- [DOCUMENT PASSAGE]:
*****
# EQ/Xover/Tuning links...post'm here.



## 3.5max6spd (Jun 29, 2005)

Many years ago i found these to somewhat broaden my understanding of what you hear at said frequencies, thus finding it to help target areas of your response in experimenting with the cutting(or boosting) 

Some of these are old and dated and may not be as helpful as others, but the purpose of this thread is to get a database of links available to members that should most certaintly help in the tuning of their vehicles. Perhaps it could be stickied.

http://www.recordingeq.com/Subscribe/tip/tascam.htm

http://www.dak.com/reviews/Tutorial_frequencies.cfm

If you have some useful link, please share.


----------



## MiniVanMan (Jun 28, 2005)

How about this. Ton of stuff on this site if you can navigate it.

http://www.sengpielaudio.com/Calculations03.htm


----------



## sandman661 (Aug 12, 2008)

I was just asking megalo if he knew where any X-over,eq etc... tutorials were and here it is...thanks for the links, already reading...


----------



## Mless5 (Aug 21, 2006)

MiniVanMan said:


> How about this. Ton of stuff on this site if you can navigate it.
> 
> http://www.sengpielaudio.com/Calculations03.htm



Thumbs up big time. My hat off to you Sir!


----------
*****
- [EXTRACTED MATERIAL]:

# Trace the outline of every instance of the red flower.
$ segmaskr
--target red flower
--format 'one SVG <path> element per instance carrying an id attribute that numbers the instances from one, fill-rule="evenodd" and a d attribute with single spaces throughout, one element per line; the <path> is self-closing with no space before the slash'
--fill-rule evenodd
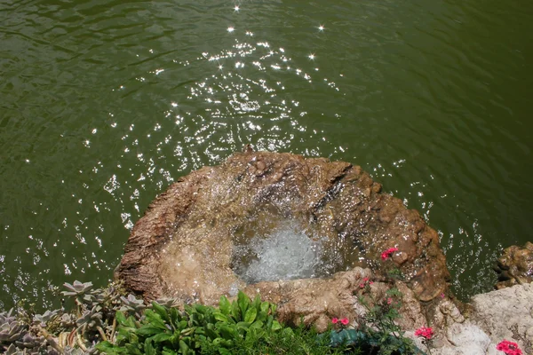
<path id="1" fill-rule="evenodd" d="M 394 251 L 398 251 L 398 248 L 389 248 L 388 249 L 385 250 L 383 253 L 381 253 L 381 260 L 388 259 L 391 254 L 393 254 Z"/>
<path id="2" fill-rule="evenodd" d="M 422 336 L 423 338 L 426 338 L 426 340 L 429 340 L 433 337 L 434 331 L 431 327 L 420 327 L 415 331 L 415 335 Z"/>
<path id="3" fill-rule="evenodd" d="M 507 355 L 521 355 L 521 350 L 518 347 L 516 343 L 509 342 L 508 340 L 504 340 L 498 343 L 496 345 L 496 350 L 499 350 L 500 351 L 504 351 Z"/>

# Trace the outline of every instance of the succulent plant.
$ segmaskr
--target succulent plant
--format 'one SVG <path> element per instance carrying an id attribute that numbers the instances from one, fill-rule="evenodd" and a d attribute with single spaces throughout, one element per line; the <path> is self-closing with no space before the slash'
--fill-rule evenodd
<path id="1" fill-rule="evenodd" d="M 65 328 L 69 328 L 69 327 L 76 327 L 76 316 L 72 313 L 64 313 L 60 320 L 60 325 L 61 327 L 65 327 Z"/>
<path id="2" fill-rule="evenodd" d="M 11 344 L 9 348 L 5 350 L 5 355 L 24 355 L 25 351 L 17 348 L 14 344 Z"/>
<path id="3" fill-rule="evenodd" d="M 15 345 L 20 349 L 39 349 L 44 345 L 46 341 L 42 336 L 34 336 L 33 335 L 27 333 L 20 339 L 15 341 Z"/>
<path id="4" fill-rule="evenodd" d="M 121 296 L 120 299 L 123 302 L 123 306 L 120 307 L 122 312 L 140 315 L 140 312 L 146 308 L 143 300 L 136 298 L 131 294 L 128 295 L 128 298 Z"/>
<path id="5" fill-rule="evenodd" d="M 84 314 L 76 321 L 76 324 L 78 327 L 84 327 L 85 329 L 96 329 L 97 327 L 101 327 L 103 316 L 101 310 L 102 307 L 97 305 L 84 312 Z"/>
<path id="6" fill-rule="evenodd" d="M 41 327 L 45 327 L 48 321 L 52 320 L 60 313 L 60 310 L 46 311 L 44 314 L 34 315 L 34 322 L 39 322 Z"/>
<path id="7" fill-rule="evenodd" d="M 177 307 L 179 304 L 177 298 L 158 298 L 154 302 L 167 308 Z M 152 304 L 149 304 L 147 308 L 153 308 Z"/>
<path id="8" fill-rule="evenodd" d="M 77 348 L 71 348 L 70 346 L 67 346 L 64 350 L 63 350 L 63 354 L 64 355 L 86 355 L 89 352 L 85 352 L 81 349 L 77 349 Z"/>
<path id="9" fill-rule="evenodd" d="M 11 315 L 12 309 L 2 312 L 0 317 L 0 343 L 9 344 L 19 340 L 28 333 L 28 325 L 19 322 Z"/>
<path id="10" fill-rule="evenodd" d="M 82 283 L 77 280 L 74 281 L 73 284 L 69 284 L 68 282 L 65 282 L 63 286 L 68 289 L 68 291 L 61 292 L 63 296 L 79 296 L 84 295 L 91 291 L 92 289 L 92 282 L 84 282 Z"/>

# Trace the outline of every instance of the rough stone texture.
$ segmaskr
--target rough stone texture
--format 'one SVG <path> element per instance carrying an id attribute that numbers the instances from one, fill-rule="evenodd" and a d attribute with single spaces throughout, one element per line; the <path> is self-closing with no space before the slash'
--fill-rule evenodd
<path id="1" fill-rule="evenodd" d="M 453 304 L 442 303 L 445 327 L 432 354 L 501 354 L 496 345 L 505 339 L 533 354 L 533 283 L 476 295 L 470 306 L 465 318 Z"/>
<path id="2" fill-rule="evenodd" d="M 365 278 L 372 282 L 366 293 L 361 288 Z M 244 292 L 248 295 L 259 292 L 262 299 L 279 304 L 278 318 L 285 324 L 298 325 L 303 320 L 305 324 L 314 324 L 319 331 L 325 331 L 334 317 L 347 317 L 354 325 L 366 313 L 358 296 L 373 304 L 372 298 L 383 300 L 391 287 L 390 282 L 376 277 L 370 269 L 355 267 L 329 279 L 259 282 L 247 287 Z M 413 291 L 402 282 L 396 282 L 395 287 L 402 292 L 400 312 L 406 315 L 398 324 L 405 329 L 425 325 L 423 310 Z"/>
<path id="3" fill-rule="evenodd" d="M 146 300 L 172 296 L 212 304 L 237 288 L 266 288 L 246 285 L 232 270 L 235 235 L 250 224 L 267 230 L 290 219 L 310 237 L 325 236 L 326 244 L 344 253 L 336 260 L 347 260 L 352 267 L 379 271 L 380 253 L 397 247 L 387 267 L 400 268 L 416 299 L 429 303 L 447 293 L 449 280 L 438 235 L 417 211 L 380 191 L 379 184 L 348 162 L 250 150 L 235 154 L 219 166 L 181 178 L 157 197 L 135 225 L 115 276 Z M 342 282 L 354 280 L 348 279 Z M 328 289 L 317 280 L 301 282 Z M 270 286 L 272 299 L 275 289 L 287 292 L 278 284 Z M 300 311 L 296 313 L 306 312 Z M 312 313 L 309 319 L 324 319 Z"/>
<path id="4" fill-rule="evenodd" d="M 497 289 L 533 282 L 533 243 L 523 247 L 511 246 L 497 259 L 495 271 L 498 273 Z"/>
<path id="5" fill-rule="evenodd" d="M 494 343 L 512 340 L 525 353 L 533 353 L 533 283 L 516 285 L 472 298 L 473 324 L 483 329 Z M 529 343 L 528 343 L 529 342 Z"/>

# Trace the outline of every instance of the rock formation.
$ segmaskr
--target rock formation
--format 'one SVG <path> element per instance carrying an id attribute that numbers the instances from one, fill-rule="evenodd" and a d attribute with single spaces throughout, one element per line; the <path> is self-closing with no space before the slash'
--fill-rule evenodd
<path id="1" fill-rule="evenodd" d="M 495 271 L 498 273 L 497 289 L 533 282 L 533 243 L 522 248 L 511 246 L 497 259 Z"/>
<path id="2" fill-rule="evenodd" d="M 418 300 L 448 290 L 436 232 L 360 167 L 250 150 L 181 178 L 158 196 L 135 225 L 115 275 L 147 300 L 216 304 L 238 288 L 264 288 L 267 282 L 248 285 L 235 273 L 250 262 L 243 258 L 254 257 L 235 250 L 287 221 L 321 241 L 328 261 L 319 276 L 356 266 L 379 272 L 380 253 L 396 247 L 391 267 L 406 275 Z"/>
<path id="3" fill-rule="evenodd" d="M 391 247 L 398 250 L 384 262 L 380 254 Z M 261 261 L 267 252 L 258 255 L 265 248 L 282 250 L 285 272 L 287 265 L 301 270 L 276 279 L 280 264 Z M 299 248 L 306 251 L 292 254 Z M 391 283 L 386 274 L 394 269 L 403 280 Z M 497 272 L 497 288 L 507 288 L 475 296 L 461 313 L 448 292 L 435 231 L 381 193 L 360 167 L 246 149 L 181 178 L 158 196 L 135 225 L 115 278 L 147 301 L 167 296 L 216 304 L 237 289 L 252 297 L 259 292 L 278 304 L 282 321 L 303 320 L 319 330 L 332 317 L 354 325 L 365 312 L 357 298 L 363 288 L 382 300 L 394 286 L 402 294 L 400 325 L 420 348 L 414 329 L 433 327 L 434 355 L 496 355 L 503 339 L 529 353 L 533 244 L 506 248 Z"/>

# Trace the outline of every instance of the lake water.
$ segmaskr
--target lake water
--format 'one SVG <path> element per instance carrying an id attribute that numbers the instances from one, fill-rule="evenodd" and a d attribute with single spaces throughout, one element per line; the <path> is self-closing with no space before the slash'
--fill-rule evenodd
<path id="1" fill-rule="evenodd" d="M 361 165 L 454 291 L 530 241 L 533 2 L 4 0 L 0 308 L 105 285 L 179 177 L 256 149 Z"/>

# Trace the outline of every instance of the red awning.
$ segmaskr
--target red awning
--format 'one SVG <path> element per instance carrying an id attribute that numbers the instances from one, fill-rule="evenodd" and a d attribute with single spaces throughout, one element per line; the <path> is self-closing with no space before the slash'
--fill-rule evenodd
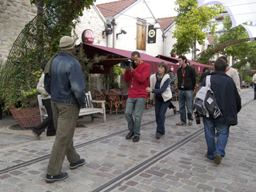
<path id="1" fill-rule="evenodd" d="M 80 45 L 77 47 L 81 46 Z M 99 56 L 104 55 L 108 56 L 107 60 L 100 61 L 97 65 L 94 66 L 94 68 L 90 70 L 90 73 L 97 74 L 109 74 L 112 73 L 111 67 L 116 64 L 120 63 L 120 61 L 125 58 L 131 58 L 132 51 L 114 49 L 111 47 L 102 47 L 99 45 L 91 45 L 87 43 L 83 43 L 83 50 L 88 58 L 93 59 L 97 54 Z M 165 61 L 169 66 L 169 69 L 173 69 L 173 72 L 176 72 L 179 66 L 165 60 L 151 56 L 149 55 L 140 53 L 141 60 L 148 63 L 151 66 L 151 72 L 155 73 L 157 72 L 157 66 L 161 61 Z M 97 66 L 102 65 L 104 70 L 101 70 Z"/>
<path id="2" fill-rule="evenodd" d="M 164 59 L 165 61 L 168 61 L 170 62 L 173 62 L 174 64 L 178 64 L 178 58 L 169 57 L 169 56 L 165 56 L 165 55 L 158 55 L 157 57 L 159 58 L 162 58 L 162 59 Z M 190 64 L 194 65 L 195 71 L 197 73 L 203 73 L 203 68 L 205 68 L 205 67 L 208 67 L 209 69 L 211 68 L 210 66 L 202 64 L 195 62 L 194 61 L 187 60 L 187 61 L 189 61 Z"/>

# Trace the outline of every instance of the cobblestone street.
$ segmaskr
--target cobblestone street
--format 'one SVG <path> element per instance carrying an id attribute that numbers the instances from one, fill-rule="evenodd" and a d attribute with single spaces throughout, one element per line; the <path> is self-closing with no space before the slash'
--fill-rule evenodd
<path id="1" fill-rule="evenodd" d="M 79 119 L 74 146 L 86 164 L 62 171 L 69 177 L 48 184 L 45 171 L 54 137 L 38 140 L 30 130 L 14 130 L 12 116 L 0 120 L 1 191 L 256 191 L 256 101 L 253 89 L 242 89 L 238 124 L 230 127 L 220 165 L 208 159 L 203 124 L 177 126 L 179 114 L 167 110 L 165 135 L 155 137 L 154 108 L 144 110 L 138 142 L 126 139 L 124 114 L 106 114 L 107 122 Z M 178 101 L 173 104 L 178 110 Z"/>

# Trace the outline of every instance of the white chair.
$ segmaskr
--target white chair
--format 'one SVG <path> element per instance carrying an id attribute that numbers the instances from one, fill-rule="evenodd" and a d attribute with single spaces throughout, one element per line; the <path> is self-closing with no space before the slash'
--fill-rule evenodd
<path id="1" fill-rule="evenodd" d="M 42 105 L 41 95 L 37 95 L 37 101 L 38 101 L 38 106 L 39 106 L 39 110 L 40 112 L 41 123 L 42 123 L 44 119 L 46 119 L 48 117 L 48 115 L 47 114 L 45 106 Z"/>

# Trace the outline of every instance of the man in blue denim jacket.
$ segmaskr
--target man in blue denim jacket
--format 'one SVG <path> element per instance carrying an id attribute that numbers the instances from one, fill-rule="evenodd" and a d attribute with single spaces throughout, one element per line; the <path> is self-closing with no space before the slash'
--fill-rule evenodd
<path id="1" fill-rule="evenodd" d="M 59 42 L 61 53 L 47 64 L 44 73 L 44 86 L 50 95 L 53 122 L 57 134 L 47 168 L 46 183 L 66 179 L 67 172 L 61 172 L 67 155 L 69 169 L 75 169 L 85 164 L 75 152 L 73 135 L 80 107 L 86 107 L 85 82 L 82 70 L 74 58 L 75 41 L 64 36 Z"/>

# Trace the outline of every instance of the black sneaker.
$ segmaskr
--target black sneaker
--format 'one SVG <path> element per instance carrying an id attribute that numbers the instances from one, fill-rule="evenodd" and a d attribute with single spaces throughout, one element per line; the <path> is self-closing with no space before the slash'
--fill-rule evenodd
<path id="1" fill-rule="evenodd" d="M 67 172 L 61 172 L 56 176 L 46 174 L 45 182 L 48 183 L 53 183 L 58 180 L 63 180 L 67 177 Z"/>
<path id="2" fill-rule="evenodd" d="M 219 154 L 216 154 L 215 155 L 215 158 L 214 158 L 214 163 L 217 165 L 219 165 L 220 163 L 222 162 L 222 156 Z"/>
<path id="3" fill-rule="evenodd" d="M 127 139 L 129 138 L 132 138 L 134 136 L 134 134 L 135 134 L 134 132 L 129 132 L 125 138 L 127 138 Z"/>
<path id="4" fill-rule="evenodd" d="M 133 137 L 132 142 L 138 142 L 139 140 L 140 140 L 140 137 L 139 136 L 135 136 Z"/>
<path id="5" fill-rule="evenodd" d="M 69 164 L 69 169 L 72 169 L 72 169 L 75 169 L 78 168 L 78 166 L 84 165 L 85 163 L 86 163 L 86 160 L 84 160 L 84 158 L 81 158 L 80 160 L 79 160 L 75 164 Z"/>

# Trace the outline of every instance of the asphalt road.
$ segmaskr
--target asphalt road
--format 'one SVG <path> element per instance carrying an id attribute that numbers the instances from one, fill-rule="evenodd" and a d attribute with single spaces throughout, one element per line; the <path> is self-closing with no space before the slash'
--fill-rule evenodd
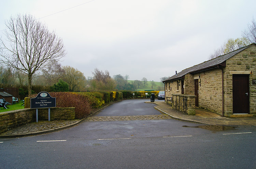
<path id="1" fill-rule="evenodd" d="M 160 114 L 145 101 L 123 101 L 96 115 Z M 0 138 L 0 168 L 255 169 L 255 133 L 254 127 L 173 119 L 85 121 L 48 134 Z"/>

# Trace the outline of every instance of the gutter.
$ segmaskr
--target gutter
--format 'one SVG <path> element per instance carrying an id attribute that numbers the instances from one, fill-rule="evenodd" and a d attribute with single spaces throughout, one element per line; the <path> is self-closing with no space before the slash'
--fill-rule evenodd
<path id="1" fill-rule="evenodd" d="M 223 69 L 221 67 L 221 65 L 218 65 L 218 68 L 221 70 L 222 77 L 222 117 L 224 117 L 224 77 Z"/>

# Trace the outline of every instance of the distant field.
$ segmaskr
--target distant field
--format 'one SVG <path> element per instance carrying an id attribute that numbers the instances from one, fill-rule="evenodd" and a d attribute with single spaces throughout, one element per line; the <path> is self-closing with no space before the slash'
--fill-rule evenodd
<path id="1" fill-rule="evenodd" d="M 128 82 L 131 83 L 132 81 L 133 80 L 128 80 Z M 165 87 L 164 84 L 162 82 L 155 81 L 155 83 L 156 83 L 156 86 L 153 88 L 153 89 L 154 89 L 155 91 L 158 90 L 163 90 Z M 151 82 L 150 81 L 147 81 L 147 83 L 145 86 L 145 87 L 144 87 L 143 84 L 140 86 L 140 88 L 139 89 L 136 89 L 135 90 L 135 91 L 144 91 L 145 90 L 152 90 L 152 89 L 151 88 Z"/>

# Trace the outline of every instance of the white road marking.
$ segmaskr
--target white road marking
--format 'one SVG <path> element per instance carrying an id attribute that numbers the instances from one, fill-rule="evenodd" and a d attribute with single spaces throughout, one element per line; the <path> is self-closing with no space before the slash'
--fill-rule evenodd
<path id="1" fill-rule="evenodd" d="M 44 141 L 37 141 L 37 142 L 66 142 L 67 140 L 45 140 Z"/>
<path id="2" fill-rule="evenodd" d="M 192 137 L 191 135 L 182 135 L 180 136 L 166 136 L 165 137 L 163 137 L 163 138 L 168 138 L 168 137 Z"/>
<path id="3" fill-rule="evenodd" d="M 97 139 L 97 140 L 120 140 L 124 139 L 131 139 L 131 138 L 102 138 Z"/>
<path id="4" fill-rule="evenodd" d="M 246 132 L 245 133 L 225 133 L 225 134 L 222 134 L 224 135 L 227 135 L 228 134 L 247 134 L 247 133 L 252 133 L 252 132 Z"/>

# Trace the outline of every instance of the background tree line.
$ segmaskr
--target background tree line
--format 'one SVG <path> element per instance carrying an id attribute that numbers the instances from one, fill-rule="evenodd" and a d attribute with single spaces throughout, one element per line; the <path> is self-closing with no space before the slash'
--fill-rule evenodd
<path id="1" fill-rule="evenodd" d="M 247 25 L 247 29 L 242 32 L 241 37 L 228 39 L 209 56 L 209 58 L 213 59 L 253 43 L 256 43 L 256 22 L 253 17 L 251 23 Z"/>

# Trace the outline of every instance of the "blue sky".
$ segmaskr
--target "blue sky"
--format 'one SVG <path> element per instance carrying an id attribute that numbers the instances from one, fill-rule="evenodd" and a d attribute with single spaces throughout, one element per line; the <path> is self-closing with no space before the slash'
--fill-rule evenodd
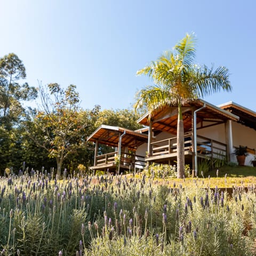
<path id="1" fill-rule="evenodd" d="M 76 85 L 84 109 L 124 109 L 151 83 L 136 71 L 194 31 L 195 62 L 227 67 L 233 88 L 205 99 L 256 111 L 255 3 L 2 0 L 0 57 L 17 54 L 30 85 Z"/>

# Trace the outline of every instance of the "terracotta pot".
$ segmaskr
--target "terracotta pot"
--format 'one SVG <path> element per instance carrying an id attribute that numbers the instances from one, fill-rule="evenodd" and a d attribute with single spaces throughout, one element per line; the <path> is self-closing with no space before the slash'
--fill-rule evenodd
<path id="1" fill-rule="evenodd" d="M 246 156 L 236 156 L 236 159 L 238 162 L 238 165 L 243 166 L 244 165 L 246 157 Z"/>
<path id="2" fill-rule="evenodd" d="M 253 167 L 256 167 L 256 160 L 253 160 L 252 161 L 252 166 Z"/>

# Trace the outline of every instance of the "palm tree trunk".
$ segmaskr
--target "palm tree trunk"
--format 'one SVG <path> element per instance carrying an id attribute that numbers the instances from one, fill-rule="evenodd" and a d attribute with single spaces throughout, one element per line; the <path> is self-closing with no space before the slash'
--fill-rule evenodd
<path id="1" fill-rule="evenodd" d="M 182 178 L 185 174 L 184 156 L 184 127 L 181 102 L 178 105 L 177 124 L 177 178 Z"/>

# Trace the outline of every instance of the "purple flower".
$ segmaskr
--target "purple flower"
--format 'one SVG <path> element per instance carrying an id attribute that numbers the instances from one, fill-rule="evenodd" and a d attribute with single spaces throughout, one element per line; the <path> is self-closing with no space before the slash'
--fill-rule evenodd
<path id="1" fill-rule="evenodd" d="M 111 227 L 112 226 L 112 221 L 111 220 L 111 218 L 109 218 L 108 220 L 108 228 L 111 228 Z"/>
<path id="2" fill-rule="evenodd" d="M 130 228 L 132 228 L 132 219 L 130 219 L 129 220 L 129 226 Z"/>
<path id="3" fill-rule="evenodd" d="M 224 198 L 223 197 L 220 198 L 220 205 L 222 208 L 224 206 Z"/>
<path id="4" fill-rule="evenodd" d="M 117 203 L 115 202 L 114 203 L 114 212 L 115 212 L 115 214 L 116 214 L 117 210 Z"/>
<path id="5" fill-rule="evenodd" d="M 163 213 L 163 224 L 167 223 L 167 217 L 165 213 Z"/>
<path id="6" fill-rule="evenodd" d="M 185 203 L 185 207 L 184 209 L 184 212 L 185 214 L 187 214 L 188 213 L 188 204 L 187 203 Z"/>
<path id="7" fill-rule="evenodd" d="M 165 204 L 164 205 L 164 213 L 166 213 L 167 212 L 167 205 Z"/>
<path id="8" fill-rule="evenodd" d="M 158 234 L 156 234 L 156 245 L 158 245 L 159 244 L 159 235 Z"/>
<path id="9" fill-rule="evenodd" d="M 82 224 L 81 234 L 82 236 L 84 235 L 85 228 L 83 223 Z"/>
<path id="10" fill-rule="evenodd" d="M 194 230 L 193 232 L 193 236 L 194 238 L 195 238 L 195 240 L 196 240 L 196 238 L 197 238 L 197 234 L 196 233 L 196 231 Z"/>

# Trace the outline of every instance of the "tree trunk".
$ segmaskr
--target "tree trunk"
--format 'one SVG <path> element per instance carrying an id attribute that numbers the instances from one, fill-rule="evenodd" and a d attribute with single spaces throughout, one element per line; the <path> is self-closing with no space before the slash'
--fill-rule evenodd
<path id="1" fill-rule="evenodd" d="M 184 156 L 184 127 L 181 103 L 178 103 L 177 124 L 177 178 L 183 178 L 185 175 Z"/>

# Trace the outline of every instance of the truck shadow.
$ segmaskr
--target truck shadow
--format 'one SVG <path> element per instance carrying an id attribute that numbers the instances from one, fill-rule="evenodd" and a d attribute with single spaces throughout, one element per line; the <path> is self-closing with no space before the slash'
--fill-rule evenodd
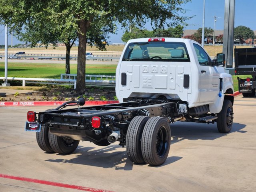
*****
- [WORK INSTRUCTIONS]:
#1 In the EQ/Xover/Tuning links thread, what does the opening post give as the purpose of the thread?
#2 Repeat the part of the tuning links thread between "# EQ/Xover/Tuning links...post'm" and "the cutting(or boosting)", inclusive.

- [FULL SOLUTIONS]:
#1 To build a database of links that members can use to help tune their vehicles.

#2
# EQ/Xover/Tuning links...post'm here.



## 3.5max6spd (Jun 29, 2005)

Many years ago i found these to somewhat broaden my understanding of what you hear at said frequencies, thus finding it to help target areas of your response in experimenting with the cutting(or boosting)